> [WHAT THE TASK REQUIRES] Rewrite the stretch from the line containing "Find the whale tail" through the line containing "88 204 L 99", changing "stock" to "peduncle" and leaving everything else as it is.

> [RECORDS]
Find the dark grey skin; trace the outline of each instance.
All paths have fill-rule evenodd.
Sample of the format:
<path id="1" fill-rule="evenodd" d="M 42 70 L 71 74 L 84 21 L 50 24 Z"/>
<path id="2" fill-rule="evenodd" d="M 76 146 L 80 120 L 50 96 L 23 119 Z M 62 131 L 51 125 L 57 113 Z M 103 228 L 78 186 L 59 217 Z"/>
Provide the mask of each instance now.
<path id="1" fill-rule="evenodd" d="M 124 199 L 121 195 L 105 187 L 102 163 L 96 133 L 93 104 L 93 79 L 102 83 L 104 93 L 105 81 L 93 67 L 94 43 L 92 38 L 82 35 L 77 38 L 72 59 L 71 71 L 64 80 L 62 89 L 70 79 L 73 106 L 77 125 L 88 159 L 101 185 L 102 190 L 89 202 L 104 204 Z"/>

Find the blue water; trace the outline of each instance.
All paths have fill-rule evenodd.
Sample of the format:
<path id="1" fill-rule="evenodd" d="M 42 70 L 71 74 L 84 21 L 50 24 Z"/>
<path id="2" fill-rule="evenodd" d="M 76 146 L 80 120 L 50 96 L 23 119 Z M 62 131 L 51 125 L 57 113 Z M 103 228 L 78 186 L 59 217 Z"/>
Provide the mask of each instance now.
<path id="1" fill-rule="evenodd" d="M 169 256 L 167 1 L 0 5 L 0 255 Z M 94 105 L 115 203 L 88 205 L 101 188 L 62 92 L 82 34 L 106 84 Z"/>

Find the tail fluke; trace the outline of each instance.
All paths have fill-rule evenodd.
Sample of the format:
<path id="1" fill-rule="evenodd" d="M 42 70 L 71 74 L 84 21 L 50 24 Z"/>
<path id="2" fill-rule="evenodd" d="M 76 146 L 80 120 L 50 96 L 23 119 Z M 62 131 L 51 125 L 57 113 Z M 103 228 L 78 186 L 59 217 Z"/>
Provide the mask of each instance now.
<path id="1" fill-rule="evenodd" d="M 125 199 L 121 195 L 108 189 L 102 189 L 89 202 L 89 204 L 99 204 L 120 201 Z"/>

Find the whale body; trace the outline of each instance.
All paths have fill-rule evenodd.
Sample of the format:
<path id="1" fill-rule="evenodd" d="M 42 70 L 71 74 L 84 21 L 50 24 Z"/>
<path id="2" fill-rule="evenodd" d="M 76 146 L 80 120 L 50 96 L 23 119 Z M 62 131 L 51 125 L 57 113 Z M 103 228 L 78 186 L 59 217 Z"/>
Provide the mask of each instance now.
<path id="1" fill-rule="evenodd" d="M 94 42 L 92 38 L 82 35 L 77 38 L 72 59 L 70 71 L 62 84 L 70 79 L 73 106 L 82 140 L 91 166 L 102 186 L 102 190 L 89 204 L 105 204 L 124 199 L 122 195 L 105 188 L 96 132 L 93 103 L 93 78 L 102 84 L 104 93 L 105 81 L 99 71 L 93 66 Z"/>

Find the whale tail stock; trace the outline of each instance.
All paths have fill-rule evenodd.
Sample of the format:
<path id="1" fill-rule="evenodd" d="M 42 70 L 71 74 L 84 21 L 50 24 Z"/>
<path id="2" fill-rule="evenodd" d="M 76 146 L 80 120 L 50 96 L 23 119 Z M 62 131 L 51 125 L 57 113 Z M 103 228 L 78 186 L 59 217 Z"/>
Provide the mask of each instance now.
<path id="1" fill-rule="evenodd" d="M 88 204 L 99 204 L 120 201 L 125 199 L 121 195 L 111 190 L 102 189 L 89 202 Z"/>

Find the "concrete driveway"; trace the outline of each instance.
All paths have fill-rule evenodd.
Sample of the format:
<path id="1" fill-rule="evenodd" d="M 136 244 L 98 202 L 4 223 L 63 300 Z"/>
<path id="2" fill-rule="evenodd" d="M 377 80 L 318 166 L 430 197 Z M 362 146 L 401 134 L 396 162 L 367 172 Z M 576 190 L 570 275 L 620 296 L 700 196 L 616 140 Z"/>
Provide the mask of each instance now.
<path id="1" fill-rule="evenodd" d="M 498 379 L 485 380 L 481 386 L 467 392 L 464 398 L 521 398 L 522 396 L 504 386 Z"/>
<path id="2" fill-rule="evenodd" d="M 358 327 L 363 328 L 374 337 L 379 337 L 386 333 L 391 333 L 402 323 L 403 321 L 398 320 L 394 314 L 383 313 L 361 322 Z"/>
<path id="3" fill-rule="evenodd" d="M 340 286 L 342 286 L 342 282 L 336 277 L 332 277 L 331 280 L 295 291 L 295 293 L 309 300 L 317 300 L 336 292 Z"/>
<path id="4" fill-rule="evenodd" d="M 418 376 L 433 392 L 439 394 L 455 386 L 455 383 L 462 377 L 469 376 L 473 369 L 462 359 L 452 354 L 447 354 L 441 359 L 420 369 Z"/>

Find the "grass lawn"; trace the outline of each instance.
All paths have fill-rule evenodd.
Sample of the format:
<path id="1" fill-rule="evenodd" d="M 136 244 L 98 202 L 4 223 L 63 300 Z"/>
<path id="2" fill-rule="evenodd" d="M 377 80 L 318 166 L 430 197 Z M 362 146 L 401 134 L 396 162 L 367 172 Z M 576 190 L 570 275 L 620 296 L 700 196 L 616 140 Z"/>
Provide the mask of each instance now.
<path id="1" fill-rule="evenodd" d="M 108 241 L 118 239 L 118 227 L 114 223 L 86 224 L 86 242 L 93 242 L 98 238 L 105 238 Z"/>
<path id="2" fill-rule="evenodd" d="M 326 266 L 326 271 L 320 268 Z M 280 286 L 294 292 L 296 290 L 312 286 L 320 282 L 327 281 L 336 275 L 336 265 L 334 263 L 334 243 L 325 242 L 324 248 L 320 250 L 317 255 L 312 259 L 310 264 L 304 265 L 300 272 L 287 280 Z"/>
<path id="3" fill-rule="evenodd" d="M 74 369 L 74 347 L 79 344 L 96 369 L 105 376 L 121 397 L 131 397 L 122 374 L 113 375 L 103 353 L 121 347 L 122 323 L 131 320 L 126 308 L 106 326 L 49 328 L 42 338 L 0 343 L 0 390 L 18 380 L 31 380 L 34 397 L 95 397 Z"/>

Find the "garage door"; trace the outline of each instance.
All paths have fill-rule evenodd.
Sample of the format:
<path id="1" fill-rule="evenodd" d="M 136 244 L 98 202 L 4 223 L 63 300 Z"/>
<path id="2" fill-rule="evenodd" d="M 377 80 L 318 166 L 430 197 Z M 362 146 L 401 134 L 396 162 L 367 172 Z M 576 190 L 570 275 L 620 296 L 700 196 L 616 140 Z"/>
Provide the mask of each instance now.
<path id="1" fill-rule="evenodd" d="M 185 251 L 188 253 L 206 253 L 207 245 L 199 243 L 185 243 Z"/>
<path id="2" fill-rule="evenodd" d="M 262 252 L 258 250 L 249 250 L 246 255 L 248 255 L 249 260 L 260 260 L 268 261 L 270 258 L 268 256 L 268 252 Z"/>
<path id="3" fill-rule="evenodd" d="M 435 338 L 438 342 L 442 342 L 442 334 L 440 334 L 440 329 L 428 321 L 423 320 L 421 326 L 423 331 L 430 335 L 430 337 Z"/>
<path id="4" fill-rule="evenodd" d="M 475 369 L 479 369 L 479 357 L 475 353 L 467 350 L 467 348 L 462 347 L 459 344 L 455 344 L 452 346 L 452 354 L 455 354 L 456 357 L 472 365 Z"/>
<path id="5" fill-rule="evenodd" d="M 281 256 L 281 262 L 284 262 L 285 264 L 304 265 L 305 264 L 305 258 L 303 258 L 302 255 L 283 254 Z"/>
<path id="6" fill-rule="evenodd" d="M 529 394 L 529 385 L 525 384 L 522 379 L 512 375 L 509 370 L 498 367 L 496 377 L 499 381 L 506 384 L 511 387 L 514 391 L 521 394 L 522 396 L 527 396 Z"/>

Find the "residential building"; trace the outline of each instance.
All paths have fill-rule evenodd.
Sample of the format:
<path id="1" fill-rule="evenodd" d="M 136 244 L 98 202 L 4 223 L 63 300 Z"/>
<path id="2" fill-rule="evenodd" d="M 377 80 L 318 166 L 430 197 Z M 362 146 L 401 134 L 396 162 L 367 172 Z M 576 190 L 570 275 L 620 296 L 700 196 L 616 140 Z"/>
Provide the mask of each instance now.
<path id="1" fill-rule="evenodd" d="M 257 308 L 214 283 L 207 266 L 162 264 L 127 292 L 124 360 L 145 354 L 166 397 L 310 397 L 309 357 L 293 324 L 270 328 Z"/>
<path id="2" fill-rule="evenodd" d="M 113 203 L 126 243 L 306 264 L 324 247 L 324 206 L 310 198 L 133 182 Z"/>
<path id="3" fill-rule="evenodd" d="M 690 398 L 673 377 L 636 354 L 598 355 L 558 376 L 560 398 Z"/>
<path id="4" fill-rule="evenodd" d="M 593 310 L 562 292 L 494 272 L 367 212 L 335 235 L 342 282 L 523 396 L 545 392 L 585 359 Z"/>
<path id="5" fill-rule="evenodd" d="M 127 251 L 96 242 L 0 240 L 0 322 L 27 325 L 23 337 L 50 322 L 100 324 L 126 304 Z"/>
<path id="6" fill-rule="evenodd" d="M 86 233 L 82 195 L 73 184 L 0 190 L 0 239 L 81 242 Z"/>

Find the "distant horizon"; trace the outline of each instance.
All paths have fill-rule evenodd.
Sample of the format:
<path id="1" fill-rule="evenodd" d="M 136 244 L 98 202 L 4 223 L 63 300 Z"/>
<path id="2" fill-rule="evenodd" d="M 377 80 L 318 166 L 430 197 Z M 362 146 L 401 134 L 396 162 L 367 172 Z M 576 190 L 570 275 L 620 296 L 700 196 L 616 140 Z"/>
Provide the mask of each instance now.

> [RESPONSE BELOW]
Find the whale tail peduncle; trace the outline of each instance.
All paths have fill-rule evenodd.
Sample of the format:
<path id="1" fill-rule="evenodd" d="M 42 70 L 71 74 L 84 21 L 50 24 Z"/>
<path id="2" fill-rule="evenodd" d="M 76 146 L 80 120 L 50 96 L 23 119 Z M 62 131 L 51 125 L 57 113 Z M 103 228 L 78 186 L 59 217 Z"/>
Provide the mask of each instance now.
<path id="1" fill-rule="evenodd" d="M 88 204 L 99 204 L 120 201 L 125 199 L 121 195 L 111 190 L 102 189 L 89 202 Z"/>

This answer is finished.